## Begin
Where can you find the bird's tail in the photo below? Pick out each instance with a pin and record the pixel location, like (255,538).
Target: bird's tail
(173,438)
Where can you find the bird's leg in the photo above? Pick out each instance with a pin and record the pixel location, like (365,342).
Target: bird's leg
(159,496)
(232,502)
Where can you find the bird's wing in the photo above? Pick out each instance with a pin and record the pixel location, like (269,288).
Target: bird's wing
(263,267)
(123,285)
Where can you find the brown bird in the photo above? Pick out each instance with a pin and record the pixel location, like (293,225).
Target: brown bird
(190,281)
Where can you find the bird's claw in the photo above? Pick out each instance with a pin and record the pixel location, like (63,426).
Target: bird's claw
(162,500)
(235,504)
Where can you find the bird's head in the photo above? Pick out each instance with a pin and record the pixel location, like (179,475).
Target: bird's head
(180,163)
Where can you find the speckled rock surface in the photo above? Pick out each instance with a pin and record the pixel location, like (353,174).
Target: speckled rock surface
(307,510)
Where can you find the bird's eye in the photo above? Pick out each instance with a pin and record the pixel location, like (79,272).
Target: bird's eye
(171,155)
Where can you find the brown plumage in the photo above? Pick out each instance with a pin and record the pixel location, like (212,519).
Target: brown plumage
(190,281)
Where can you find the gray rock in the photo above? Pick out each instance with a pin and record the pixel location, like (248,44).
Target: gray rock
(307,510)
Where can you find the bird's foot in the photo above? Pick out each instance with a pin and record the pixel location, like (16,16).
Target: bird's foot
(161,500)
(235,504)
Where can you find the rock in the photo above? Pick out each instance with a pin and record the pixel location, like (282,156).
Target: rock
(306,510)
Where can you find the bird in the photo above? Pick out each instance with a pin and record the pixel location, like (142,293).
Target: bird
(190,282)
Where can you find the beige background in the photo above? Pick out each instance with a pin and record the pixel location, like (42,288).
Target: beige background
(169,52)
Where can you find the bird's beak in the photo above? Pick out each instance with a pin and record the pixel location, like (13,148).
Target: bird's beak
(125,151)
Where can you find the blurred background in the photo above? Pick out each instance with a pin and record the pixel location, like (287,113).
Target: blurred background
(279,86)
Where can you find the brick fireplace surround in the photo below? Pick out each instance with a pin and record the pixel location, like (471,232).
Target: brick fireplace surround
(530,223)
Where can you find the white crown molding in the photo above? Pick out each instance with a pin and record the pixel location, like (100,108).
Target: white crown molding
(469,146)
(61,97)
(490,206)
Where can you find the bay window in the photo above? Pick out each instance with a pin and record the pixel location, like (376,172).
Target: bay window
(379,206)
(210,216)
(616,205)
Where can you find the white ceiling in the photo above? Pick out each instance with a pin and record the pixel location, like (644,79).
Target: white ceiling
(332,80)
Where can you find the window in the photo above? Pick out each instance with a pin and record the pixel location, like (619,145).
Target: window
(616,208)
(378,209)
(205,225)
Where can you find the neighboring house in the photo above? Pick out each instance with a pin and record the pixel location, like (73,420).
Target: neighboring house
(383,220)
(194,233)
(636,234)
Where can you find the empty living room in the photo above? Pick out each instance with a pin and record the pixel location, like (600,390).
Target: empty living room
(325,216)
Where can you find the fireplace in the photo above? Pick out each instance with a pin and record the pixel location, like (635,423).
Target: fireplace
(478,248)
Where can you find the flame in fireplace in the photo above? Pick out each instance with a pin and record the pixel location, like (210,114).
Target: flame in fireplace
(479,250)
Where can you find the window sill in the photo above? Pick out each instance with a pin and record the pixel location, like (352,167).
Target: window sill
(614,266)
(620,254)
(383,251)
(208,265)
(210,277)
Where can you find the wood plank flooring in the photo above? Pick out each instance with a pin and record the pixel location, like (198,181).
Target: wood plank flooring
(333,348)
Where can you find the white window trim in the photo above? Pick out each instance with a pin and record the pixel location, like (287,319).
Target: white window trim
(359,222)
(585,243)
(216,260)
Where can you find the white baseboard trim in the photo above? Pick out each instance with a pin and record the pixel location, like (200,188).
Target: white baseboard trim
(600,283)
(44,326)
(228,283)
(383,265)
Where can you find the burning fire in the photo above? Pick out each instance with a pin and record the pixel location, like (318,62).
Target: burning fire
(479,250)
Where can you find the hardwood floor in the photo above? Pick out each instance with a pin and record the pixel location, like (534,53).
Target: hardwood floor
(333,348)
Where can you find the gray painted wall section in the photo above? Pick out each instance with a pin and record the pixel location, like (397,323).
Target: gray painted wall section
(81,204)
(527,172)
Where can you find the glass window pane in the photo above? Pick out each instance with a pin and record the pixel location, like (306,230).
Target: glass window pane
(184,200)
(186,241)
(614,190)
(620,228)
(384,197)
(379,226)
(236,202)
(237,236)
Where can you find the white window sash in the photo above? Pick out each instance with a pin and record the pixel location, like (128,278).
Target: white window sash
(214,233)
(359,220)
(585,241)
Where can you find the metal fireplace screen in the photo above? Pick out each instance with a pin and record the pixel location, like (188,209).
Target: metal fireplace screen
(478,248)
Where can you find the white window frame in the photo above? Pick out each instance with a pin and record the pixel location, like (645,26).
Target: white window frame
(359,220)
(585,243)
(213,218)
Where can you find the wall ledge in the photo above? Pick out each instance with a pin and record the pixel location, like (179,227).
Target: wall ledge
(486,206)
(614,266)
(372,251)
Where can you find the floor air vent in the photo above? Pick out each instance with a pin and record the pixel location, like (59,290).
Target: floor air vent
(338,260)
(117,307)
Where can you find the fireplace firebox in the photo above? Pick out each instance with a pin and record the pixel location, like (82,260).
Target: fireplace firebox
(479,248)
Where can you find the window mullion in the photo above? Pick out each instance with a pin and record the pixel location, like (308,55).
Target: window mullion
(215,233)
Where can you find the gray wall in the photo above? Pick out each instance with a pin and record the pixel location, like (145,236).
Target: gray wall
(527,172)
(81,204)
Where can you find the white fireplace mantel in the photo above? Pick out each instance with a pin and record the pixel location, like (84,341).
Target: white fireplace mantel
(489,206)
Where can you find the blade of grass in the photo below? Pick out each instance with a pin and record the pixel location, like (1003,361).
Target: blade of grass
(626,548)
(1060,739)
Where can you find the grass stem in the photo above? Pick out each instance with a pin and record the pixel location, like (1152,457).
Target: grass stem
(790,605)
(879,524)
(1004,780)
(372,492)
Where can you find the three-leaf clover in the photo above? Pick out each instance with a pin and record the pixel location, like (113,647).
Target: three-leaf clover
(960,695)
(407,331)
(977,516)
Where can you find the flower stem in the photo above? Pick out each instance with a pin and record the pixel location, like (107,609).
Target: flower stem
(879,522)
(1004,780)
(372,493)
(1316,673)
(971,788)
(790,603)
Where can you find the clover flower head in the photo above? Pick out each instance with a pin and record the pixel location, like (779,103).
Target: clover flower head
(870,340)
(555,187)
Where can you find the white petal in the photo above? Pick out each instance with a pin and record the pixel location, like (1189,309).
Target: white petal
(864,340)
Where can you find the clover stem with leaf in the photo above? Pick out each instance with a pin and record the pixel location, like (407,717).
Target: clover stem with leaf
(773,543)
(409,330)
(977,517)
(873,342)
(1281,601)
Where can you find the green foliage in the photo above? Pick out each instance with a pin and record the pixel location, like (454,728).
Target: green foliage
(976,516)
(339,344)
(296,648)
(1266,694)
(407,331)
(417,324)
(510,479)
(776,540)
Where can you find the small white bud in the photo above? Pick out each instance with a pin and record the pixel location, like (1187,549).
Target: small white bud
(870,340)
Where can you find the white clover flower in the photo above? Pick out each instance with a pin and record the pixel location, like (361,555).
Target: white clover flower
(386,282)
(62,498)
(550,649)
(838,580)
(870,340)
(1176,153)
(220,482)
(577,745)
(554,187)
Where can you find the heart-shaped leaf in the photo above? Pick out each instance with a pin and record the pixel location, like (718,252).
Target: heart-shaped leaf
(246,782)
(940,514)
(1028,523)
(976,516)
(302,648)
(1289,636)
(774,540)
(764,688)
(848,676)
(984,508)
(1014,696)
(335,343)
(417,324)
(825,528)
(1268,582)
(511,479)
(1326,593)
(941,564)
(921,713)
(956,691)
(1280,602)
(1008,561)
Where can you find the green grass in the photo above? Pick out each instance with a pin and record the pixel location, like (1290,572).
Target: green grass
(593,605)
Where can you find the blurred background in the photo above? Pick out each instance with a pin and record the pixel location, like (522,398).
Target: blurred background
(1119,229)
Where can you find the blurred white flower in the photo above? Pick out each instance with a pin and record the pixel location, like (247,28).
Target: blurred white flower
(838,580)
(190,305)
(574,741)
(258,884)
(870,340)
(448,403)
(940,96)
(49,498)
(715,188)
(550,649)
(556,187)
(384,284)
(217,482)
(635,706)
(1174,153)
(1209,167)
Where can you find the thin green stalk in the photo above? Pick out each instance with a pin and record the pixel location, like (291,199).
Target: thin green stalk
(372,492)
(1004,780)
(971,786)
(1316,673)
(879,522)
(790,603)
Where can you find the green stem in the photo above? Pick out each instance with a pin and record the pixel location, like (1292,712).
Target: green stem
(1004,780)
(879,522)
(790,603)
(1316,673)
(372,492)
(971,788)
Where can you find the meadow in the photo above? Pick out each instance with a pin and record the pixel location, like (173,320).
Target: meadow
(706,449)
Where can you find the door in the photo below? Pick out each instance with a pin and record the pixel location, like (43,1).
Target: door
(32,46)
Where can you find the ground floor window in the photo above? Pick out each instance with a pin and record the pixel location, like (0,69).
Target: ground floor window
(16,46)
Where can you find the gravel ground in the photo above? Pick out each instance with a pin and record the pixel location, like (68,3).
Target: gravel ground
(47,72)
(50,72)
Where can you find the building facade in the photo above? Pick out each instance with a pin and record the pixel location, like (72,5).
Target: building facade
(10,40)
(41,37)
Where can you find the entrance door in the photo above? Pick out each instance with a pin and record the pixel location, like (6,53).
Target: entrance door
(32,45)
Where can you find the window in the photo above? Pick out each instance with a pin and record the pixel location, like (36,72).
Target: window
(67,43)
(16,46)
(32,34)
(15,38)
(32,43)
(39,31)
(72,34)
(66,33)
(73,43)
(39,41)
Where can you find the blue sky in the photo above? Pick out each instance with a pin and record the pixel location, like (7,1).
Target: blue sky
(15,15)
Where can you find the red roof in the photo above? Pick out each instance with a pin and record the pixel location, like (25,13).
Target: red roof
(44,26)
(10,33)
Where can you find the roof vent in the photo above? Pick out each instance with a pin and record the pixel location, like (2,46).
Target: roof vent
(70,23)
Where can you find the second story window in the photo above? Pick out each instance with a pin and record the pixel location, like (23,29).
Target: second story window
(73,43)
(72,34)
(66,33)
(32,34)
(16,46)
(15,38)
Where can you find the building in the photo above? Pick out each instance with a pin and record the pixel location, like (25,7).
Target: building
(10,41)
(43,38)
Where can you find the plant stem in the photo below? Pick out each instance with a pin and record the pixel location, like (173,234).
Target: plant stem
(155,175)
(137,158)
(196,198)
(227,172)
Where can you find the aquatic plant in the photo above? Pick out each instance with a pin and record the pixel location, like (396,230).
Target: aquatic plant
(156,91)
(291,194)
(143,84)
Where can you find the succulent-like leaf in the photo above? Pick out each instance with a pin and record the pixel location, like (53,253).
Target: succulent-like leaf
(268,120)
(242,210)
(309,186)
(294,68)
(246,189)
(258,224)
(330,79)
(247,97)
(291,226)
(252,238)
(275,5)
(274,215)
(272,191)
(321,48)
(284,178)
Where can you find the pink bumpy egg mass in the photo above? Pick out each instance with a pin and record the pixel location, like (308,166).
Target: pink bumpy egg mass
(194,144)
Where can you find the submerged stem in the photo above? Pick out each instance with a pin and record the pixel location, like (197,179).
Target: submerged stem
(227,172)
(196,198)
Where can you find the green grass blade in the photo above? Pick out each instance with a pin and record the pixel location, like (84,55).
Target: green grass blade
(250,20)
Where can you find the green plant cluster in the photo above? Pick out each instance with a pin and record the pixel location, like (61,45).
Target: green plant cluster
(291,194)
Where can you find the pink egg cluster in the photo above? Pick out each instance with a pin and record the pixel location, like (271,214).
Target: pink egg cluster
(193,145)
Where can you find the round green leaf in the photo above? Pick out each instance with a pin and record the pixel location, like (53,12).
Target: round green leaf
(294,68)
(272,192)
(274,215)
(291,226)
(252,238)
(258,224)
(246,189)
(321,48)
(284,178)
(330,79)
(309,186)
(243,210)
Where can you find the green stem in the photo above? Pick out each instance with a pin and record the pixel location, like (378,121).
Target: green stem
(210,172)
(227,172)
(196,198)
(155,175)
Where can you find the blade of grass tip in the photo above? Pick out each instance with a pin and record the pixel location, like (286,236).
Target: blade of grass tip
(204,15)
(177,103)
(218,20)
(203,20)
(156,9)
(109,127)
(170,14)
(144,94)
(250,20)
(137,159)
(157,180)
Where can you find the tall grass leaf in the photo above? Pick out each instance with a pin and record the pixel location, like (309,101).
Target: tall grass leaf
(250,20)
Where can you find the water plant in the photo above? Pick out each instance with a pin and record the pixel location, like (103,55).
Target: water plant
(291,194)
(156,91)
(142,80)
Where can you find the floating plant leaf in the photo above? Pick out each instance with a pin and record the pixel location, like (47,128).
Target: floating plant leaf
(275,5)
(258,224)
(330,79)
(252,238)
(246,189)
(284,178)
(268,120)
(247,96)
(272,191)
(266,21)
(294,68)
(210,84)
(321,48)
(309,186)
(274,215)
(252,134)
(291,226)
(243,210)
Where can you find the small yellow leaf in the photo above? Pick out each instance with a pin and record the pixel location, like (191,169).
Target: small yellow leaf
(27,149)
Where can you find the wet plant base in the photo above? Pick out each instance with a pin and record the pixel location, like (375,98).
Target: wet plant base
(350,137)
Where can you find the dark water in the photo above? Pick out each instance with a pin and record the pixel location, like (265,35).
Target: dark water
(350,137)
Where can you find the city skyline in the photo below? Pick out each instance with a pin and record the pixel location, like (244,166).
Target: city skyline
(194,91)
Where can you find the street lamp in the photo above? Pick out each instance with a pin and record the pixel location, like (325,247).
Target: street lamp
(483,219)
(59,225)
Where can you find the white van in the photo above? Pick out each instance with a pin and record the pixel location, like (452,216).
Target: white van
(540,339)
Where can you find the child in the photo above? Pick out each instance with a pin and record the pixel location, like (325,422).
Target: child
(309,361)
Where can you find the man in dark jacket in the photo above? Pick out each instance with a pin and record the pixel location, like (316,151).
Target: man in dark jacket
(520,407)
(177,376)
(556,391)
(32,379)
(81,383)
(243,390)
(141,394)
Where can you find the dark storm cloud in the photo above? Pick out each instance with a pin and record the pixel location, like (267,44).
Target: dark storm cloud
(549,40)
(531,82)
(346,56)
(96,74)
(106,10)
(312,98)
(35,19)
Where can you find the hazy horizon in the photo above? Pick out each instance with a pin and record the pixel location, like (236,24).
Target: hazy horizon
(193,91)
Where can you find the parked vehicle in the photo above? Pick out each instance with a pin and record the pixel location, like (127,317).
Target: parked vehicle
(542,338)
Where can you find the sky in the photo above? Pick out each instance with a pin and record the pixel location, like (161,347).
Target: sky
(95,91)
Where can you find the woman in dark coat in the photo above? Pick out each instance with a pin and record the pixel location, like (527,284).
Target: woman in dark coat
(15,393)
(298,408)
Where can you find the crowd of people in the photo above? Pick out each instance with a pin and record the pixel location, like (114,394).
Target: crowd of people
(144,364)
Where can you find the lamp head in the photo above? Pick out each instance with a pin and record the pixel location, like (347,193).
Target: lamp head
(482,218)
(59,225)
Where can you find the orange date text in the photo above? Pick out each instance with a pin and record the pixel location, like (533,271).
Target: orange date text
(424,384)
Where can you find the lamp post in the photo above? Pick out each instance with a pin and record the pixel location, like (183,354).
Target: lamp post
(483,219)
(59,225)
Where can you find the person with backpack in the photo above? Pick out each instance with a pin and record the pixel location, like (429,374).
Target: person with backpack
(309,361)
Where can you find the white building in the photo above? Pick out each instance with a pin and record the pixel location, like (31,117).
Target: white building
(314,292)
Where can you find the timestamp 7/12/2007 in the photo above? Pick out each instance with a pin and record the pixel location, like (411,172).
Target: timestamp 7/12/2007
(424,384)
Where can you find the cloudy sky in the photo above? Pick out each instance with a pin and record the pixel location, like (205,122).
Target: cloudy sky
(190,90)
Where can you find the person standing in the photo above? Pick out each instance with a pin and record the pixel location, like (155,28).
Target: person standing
## End
**WHAT YOU WILL DO:**
All lines from the one that contains "Where can you find the lamp head" through the end of the material are to be quoted exactly, with both ends included.

**EXPECTED ANSWER:**
Where can you find the lamp head in the photo above? Pick out each instance with a pin and record the pixel location, like (347,193).
Target: lamp head
(482,218)
(59,225)
Where can you find the orange date text in the photo above? Pick out each instance with a pin and record the pixel location, like (533,271).
Target: orange date text
(424,384)
Where can you find the lamp post in the photo above? Pick out each instance with a pin and record the pixel location, like (183,354).
Target: lamp post
(483,219)
(59,225)
Where can you find the person with backpack in the photo above? Pick out each instance with a pin and record the pixel location, like (429,374).
Target: person with backpack
(309,361)
Where can you find the white building in the photo above? Pick out each instance with a pin and record the pixel location, like (31,117).
Target: white building
(314,292)
Where can you find the timestamp 7/12/2007 in the photo above? Pick out each instance with a pin and record the pixel location, like (411,172).
Target: timestamp 7/12/2007
(424,384)
Where can you find the cloudy sky in the photo above? Pick out each instance with a pin and record the pixel location, like (205,122).
Target: cloudy sky
(190,90)
Where can you find the person standing in the photo above? Pick out each instance with a pin and record the pixel location, like (155,28).
Target: person standing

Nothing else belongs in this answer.